Task directions
Output each line of the material exactly as it stands.

Data for processing
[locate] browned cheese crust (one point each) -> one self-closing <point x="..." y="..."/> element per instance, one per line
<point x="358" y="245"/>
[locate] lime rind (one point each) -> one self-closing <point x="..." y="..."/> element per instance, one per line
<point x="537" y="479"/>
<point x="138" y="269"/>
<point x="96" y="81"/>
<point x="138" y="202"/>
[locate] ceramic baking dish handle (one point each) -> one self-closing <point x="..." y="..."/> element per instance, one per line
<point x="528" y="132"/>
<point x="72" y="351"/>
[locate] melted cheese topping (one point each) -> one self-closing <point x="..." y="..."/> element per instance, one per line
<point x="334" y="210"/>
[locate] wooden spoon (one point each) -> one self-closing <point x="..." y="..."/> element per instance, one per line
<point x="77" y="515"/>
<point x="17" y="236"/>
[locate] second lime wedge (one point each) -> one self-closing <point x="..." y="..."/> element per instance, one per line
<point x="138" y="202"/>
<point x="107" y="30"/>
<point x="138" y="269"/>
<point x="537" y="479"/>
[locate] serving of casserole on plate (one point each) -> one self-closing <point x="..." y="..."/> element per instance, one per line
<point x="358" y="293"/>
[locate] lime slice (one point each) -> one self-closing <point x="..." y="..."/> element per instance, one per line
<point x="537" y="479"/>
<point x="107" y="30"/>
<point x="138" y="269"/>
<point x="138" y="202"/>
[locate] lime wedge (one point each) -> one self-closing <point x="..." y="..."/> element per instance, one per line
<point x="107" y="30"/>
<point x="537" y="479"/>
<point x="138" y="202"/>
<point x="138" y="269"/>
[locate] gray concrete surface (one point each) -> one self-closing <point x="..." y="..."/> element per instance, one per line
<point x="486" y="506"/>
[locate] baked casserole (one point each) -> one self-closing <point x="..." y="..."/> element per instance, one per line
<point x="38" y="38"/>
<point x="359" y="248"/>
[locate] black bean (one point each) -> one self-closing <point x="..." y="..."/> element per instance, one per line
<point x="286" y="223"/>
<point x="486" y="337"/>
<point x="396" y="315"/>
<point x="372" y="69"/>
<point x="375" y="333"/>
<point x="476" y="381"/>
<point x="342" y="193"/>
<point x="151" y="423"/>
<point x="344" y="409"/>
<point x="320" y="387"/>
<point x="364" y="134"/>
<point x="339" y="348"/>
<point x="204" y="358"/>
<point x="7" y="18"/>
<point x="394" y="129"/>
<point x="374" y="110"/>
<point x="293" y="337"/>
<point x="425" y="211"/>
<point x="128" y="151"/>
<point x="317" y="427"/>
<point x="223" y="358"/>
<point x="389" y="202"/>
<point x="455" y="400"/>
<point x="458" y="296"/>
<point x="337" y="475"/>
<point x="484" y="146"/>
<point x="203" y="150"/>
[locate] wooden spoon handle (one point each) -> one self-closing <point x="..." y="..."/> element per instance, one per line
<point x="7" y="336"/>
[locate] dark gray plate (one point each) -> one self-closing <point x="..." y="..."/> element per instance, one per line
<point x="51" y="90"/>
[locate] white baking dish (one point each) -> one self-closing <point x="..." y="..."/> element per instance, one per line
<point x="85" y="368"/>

Output
[locate] browned cheese crust (one point each) -> one self-closing <point x="..." y="..."/> element per instance, one per line
<point x="358" y="245"/>
[locate] lime rind (one point each) -> one self-closing <point x="..." y="..."/> element per instance, one per line
<point x="537" y="479"/>
<point x="138" y="269"/>
<point x="96" y="81"/>
<point x="138" y="202"/>
[locate] ceramic baking dish handle (one point each) -> one self-closing <point x="..." y="..."/> element per instance, one per line
<point x="528" y="132"/>
<point x="72" y="351"/>
[locate] melted cheese topping (one point each) -> one self-closing <point x="..." y="..."/> element per instance, one per line
<point x="334" y="210"/>
[locate] wooden spoon (one point each) -> one self-closing <point x="..." y="..."/> element per instance, one per line
<point x="77" y="515"/>
<point x="17" y="236"/>
[locate] second lime wedge (one point each) -> one self-closing <point x="..." y="..."/> element per instance, one per line
<point x="138" y="202"/>
<point x="107" y="30"/>
<point x="138" y="269"/>
<point x="537" y="479"/>
[locate] serving of casserole on plate (one point each) -> one self-closing <point x="..." y="..."/> element per instance, one per line
<point x="358" y="293"/>
[locate] lime slice (one point each) -> one self-closing <point x="..." y="..."/> element per instance, one per line
<point x="537" y="479"/>
<point x="107" y="30"/>
<point x="138" y="269"/>
<point x="138" y="202"/>
[locate] lime wedge (one point each) -> one self-closing <point x="..." y="..."/> element per instance, one per line
<point x="107" y="30"/>
<point x="537" y="479"/>
<point x="138" y="202"/>
<point x="138" y="269"/>
[locate] gray concrete surface (one point each) -> one self-closing <point x="..." y="..."/> element per instance, one per line
<point x="486" y="506"/>
[locate] baked casserole (one point each) -> one self-closing <point x="..." y="..."/> element per instance, one per line
<point x="38" y="38"/>
<point x="359" y="248"/>
[locate] black bean (one point each) -> one self-closing <point x="..." y="..."/> element per instance, one per line
<point x="286" y="223"/>
<point x="486" y="337"/>
<point x="396" y="315"/>
<point x="372" y="69"/>
<point x="375" y="333"/>
<point x="476" y="381"/>
<point x="342" y="193"/>
<point x="151" y="423"/>
<point x="344" y="409"/>
<point x="320" y="387"/>
<point x="364" y="134"/>
<point x="339" y="348"/>
<point x="204" y="358"/>
<point x="7" y="18"/>
<point x="394" y="129"/>
<point x="374" y="110"/>
<point x="293" y="337"/>
<point x="425" y="211"/>
<point x="128" y="151"/>
<point x="317" y="427"/>
<point x="223" y="358"/>
<point x="389" y="202"/>
<point x="455" y="400"/>
<point x="458" y="296"/>
<point x="337" y="475"/>
<point x="484" y="146"/>
<point x="203" y="150"/>
[locate] wooden spoon handle (one point each) -> one self-closing <point x="..." y="..."/> element per instance, one per line
<point x="7" y="336"/>
[locate] dark gray plate (one point each) -> one self-closing <point x="..." y="..."/> element per instance, one per line
<point x="51" y="90"/>
[locate] white baking dish (one point each) -> one self-closing <point x="..." y="..."/> element per instance, one per line
<point x="85" y="368"/>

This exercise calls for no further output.